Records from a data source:

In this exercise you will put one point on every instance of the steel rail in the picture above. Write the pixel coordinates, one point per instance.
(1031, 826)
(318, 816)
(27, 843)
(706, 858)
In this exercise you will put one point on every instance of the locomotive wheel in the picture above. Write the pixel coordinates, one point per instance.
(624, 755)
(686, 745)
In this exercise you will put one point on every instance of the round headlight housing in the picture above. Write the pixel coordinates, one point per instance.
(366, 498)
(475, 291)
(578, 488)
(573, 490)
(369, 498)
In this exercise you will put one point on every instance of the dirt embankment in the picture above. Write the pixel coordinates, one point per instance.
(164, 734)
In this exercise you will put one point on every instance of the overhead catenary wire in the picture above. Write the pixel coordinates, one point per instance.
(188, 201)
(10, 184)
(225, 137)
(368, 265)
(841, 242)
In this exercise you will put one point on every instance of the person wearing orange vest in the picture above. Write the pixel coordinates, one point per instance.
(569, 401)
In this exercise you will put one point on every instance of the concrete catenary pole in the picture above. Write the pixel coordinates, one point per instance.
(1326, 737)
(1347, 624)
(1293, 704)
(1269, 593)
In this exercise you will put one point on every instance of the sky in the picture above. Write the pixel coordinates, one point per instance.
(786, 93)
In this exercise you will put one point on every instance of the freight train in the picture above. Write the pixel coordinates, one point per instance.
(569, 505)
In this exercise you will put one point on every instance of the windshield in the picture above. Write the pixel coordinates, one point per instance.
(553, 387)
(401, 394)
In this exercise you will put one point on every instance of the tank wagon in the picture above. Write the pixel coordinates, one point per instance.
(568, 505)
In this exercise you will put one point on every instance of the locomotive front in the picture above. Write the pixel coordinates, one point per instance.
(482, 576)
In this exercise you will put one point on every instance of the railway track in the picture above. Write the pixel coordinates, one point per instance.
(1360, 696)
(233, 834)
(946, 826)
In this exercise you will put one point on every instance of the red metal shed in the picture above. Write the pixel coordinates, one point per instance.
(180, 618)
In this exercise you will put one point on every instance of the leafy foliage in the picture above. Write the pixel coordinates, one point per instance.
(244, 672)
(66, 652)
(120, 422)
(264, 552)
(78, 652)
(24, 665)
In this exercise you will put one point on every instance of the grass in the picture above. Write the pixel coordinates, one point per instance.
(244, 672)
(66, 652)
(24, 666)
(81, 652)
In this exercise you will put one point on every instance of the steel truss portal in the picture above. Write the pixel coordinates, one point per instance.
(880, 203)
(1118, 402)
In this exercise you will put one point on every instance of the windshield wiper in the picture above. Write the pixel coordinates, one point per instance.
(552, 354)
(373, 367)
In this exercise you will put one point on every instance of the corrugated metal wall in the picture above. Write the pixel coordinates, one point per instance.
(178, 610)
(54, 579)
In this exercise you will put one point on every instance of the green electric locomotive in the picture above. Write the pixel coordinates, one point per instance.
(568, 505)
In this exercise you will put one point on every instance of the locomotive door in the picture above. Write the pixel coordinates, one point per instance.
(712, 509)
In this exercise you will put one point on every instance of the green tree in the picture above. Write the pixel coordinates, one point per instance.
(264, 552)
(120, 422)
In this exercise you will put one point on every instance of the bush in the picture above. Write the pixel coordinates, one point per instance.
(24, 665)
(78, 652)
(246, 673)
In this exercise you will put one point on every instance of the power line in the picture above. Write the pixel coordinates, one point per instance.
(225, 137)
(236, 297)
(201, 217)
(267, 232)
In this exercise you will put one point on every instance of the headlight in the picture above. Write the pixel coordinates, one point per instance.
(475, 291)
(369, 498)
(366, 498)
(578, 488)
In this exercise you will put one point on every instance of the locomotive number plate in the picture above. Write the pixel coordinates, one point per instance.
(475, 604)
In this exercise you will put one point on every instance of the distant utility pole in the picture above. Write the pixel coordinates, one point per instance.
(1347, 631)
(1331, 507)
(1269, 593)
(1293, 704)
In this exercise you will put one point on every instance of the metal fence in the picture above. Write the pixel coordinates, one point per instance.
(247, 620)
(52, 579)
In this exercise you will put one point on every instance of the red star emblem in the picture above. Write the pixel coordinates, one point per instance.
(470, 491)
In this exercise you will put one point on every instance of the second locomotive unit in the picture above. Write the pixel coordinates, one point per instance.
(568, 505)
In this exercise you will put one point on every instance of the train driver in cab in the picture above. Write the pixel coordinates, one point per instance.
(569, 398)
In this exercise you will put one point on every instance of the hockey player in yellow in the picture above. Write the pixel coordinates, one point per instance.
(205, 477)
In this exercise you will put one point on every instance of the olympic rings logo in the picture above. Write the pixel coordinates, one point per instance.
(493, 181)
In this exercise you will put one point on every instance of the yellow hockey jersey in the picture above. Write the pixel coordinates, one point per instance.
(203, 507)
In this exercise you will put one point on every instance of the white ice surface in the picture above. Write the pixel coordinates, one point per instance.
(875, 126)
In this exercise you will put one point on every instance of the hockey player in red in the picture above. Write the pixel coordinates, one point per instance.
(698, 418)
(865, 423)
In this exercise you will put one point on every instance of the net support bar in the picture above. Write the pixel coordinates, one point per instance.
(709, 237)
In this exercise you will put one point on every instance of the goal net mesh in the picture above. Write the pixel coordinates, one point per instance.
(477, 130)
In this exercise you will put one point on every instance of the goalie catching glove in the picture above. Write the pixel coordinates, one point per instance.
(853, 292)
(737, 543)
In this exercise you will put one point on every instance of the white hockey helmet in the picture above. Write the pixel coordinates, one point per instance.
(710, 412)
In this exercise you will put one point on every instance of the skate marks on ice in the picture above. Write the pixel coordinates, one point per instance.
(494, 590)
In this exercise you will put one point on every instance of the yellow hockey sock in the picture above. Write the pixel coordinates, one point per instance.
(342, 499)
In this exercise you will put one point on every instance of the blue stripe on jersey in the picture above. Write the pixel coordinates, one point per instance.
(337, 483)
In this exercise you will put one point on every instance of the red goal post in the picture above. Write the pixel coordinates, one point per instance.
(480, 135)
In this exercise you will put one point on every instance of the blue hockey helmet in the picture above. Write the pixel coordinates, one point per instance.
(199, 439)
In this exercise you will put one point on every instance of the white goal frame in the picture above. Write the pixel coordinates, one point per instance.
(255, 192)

DESCRIPTION OF THE TASK: Every entry must be retyped in full, exactly as given.

SOLVED PROBLEM:
In this exercise you will put one point on every instance of the steel rail in the picture above. Write the pixel coordinates, one point per instance.
(1031, 826)
(318, 816)
(27, 843)
(706, 858)
In this exercise you will put one point on every instance of the locomotive wheel in the picture above. Write the pixel coordinates, one point per instance.
(624, 755)
(686, 745)
In this exercise you will put one point on every instance of the round headlight housing in the picture above. Write the pixel coordinates, one point per instance.
(366, 498)
(475, 291)
(578, 488)
(573, 490)
(369, 498)
In this exercise you will put one point on every instance of the dirt embankment in the picture above. Write the pixel coordinates, one point per instance.
(164, 734)
In this exercise you will put one point on every instance of the overhead catenary wire in the picture above. Write the pixel coordinates, one point per instance.
(188, 201)
(10, 184)
(225, 137)
(368, 265)
(841, 242)
In this exercise you will put one point on every instance of the person wearing orange vest in the picture above. Write the pixel coordinates, one point per instance.
(569, 401)
In this exercise you will put one point on every instance of the concrete catenary pole in the picture above. Write the pixel coordinates, one point per instance.
(1326, 737)
(1347, 624)
(1293, 704)
(1269, 593)
In this exercise you will put one point on every instance of the sky in the picture above. Write the pixel coordinates, one point per instance.
(786, 93)
In this exercise you will put one point on every instance of the freight train in the picture above. Write the pixel coordinates, one point per instance.
(569, 505)
In this exercise you will put one point on every instance of the windshield in the picture above. Write the pixel coordinates, one point per instance.
(553, 387)
(401, 394)
In this exercise you will put one point on every instance of the tank wagon in the picture above. Write the pixel coordinates, one point per instance.
(568, 505)
In this exercise you will put one point on every instance of the locomotive front in the picture above. Write the pixel coordinates, one point per instance.
(482, 576)
In this exercise you will put one point on every instance of the railway track in the picture above. Write the pixel coordinates, one point per instance.
(1360, 696)
(233, 834)
(946, 826)
In this exercise you will put one point on every instance of the red metal shed in the picture above. Write the pixel coordinates, one point per instance.
(180, 618)
In this exercise you will put one point on every instance of the leafy foliage in the picture above. Write the pixel coordinates, one point per instance.
(244, 672)
(66, 652)
(120, 422)
(264, 552)
(78, 652)
(24, 665)
In this exercise you will put one point on every instance of the grass in the picture above. Write the pixel coordinates, one point per instance.
(244, 672)
(66, 652)
(24, 666)
(81, 652)
In this exercise you will put one point on every instance of the steel truss portal in the picture above. Write the pixel coordinates, one point per instance.
(880, 203)
(1118, 402)
In this exercise you will put one point on every instance of the windshield wiper in the picture above. Write the pixel coordinates, one point per instance.
(552, 354)
(373, 367)
In this exercise you will put one point on every instance of the corrugated metal wall in the picture above. Write the pixel coordinates, one point per instance.
(178, 610)
(54, 579)
In this exercise you will put one point on every instance of the green electric locomotive in the picture above. Write the pixel coordinates, one point per instance.
(568, 505)
In this exercise you will put one point on every instance of the locomotive door in the picture above. Write the pixel coordinates, one point per instance.
(712, 509)
In this exercise you will put one point on every instance of the green tree in the picture above. Write the pixel coordinates, one point per instance.
(264, 552)
(120, 422)
In this exercise you will put one point on every instance of the bush in the picture above. Write the pixel coordinates, one point per instance.
(24, 665)
(78, 652)
(246, 673)
In this exercise you will put one point on every instance of the power line in the picture above. Write the pixel coordinates, one point per instance.
(225, 137)
(236, 297)
(201, 217)
(267, 232)
In this exercise you will put one point on every instance of the headlight in the picture above. Write the pixel coordinates, one point per instance.
(475, 291)
(369, 498)
(366, 498)
(578, 488)
In this exercise you will put one point on every instance of the locomotive number plate in the picture above. Write the pixel coordinates, one point per instance.
(475, 604)
In this exercise you will put one point on every instance of the distant utility pole in the picture above. Write the pixel coordinates, one point per instance.
(1347, 631)
(1331, 507)
(1269, 593)
(1293, 704)
In this exercise you will put one point on every instance of the metal fence in the picture above. Write the pixel coordinates, one point per instance.
(247, 620)
(52, 579)
In this exercise you will put one point on every instance of the red star emblem in the picture above. Write the pixel coordinates, one point per instance.
(470, 491)
In this exercise you will put one point on every instance of the second locomotive unit in the picture above. Write the pixel coordinates, one point per instance.
(568, 505)
In this exercise you will put one point on every instance of the train driver in cab in the picture above. Write the pixel coordinates, one point per instance.
(569, 398)
In this exercise you will put one point on every instance of the hockey player in yellow in the picture above. Write the pixel coordinates, one point per instance.
(205, 477)
In this exercise you will put one point on every instance of the olympic rings logo in the picture above. Write the pixel coordinates, one point per instance.
(493, 181)
In this exercise you will put one point on every instance of the yellow hockey jersey in the picture above. Write the pixel coordinates, one point per instance.
(203, 507)
In this exercise you will put one point on every instance of the white ice surface in the picture above. Write the pixel coordinates, one point per instance.
(875, 126)
In this exercise you will put one point on every instance of the hockey player in red in the picture above. Write the pixel coordinates, one point per instance.
(698, 418)
(865, 423)
In this exercise you will put one point on every instance of the net support bar in the picture above. Write the pixel coordinates, one point per instance.
(709, 237)
In this exercise you will put one point on every instance of the goal net mesh in the picture above. Write the pixel coordinates, one point per instance.
(477, 130)
In this exercise you will put one point on every instance of the goalie catching glove in the picture above. Write the pixel coordinates, one point per instance.
(853, 292)
(737, 543)
In this exercise you will put one point on every instance of the white hockey helmet in the picture above. Write the pixel coordinates, one point per instance.
(710, 412)
In this exercise you will put one point on every instance of the skate marks on ice in the picture above. Write the pixel coordinates, one point per instance.
(494, 590)
In this exercise you will put one point on every instance of the yellow hockey sock in the picture above. Write the pixel coordinates, one point per instance.
(342, 499)
In this exercise you will put one point on every instance of the blue stripe on jersey in the picture above. Write the pixel coordinates, one point per instance.
(337, 483)
In this exercise you will put one point on every instance of the red goal post in the picture above. Write the pixel coordinates, one point per instance.
(480, 135)
In this exercise you will put one point on every instance of the blue hockey helmet in the picture above. Write the pixel coordinates, one point per instance.
(199, 439)
In this exercise you will put one point on every instance of the white goal frame in the picture above. Write the pixel coordinates, one point per instance.
(255, 192)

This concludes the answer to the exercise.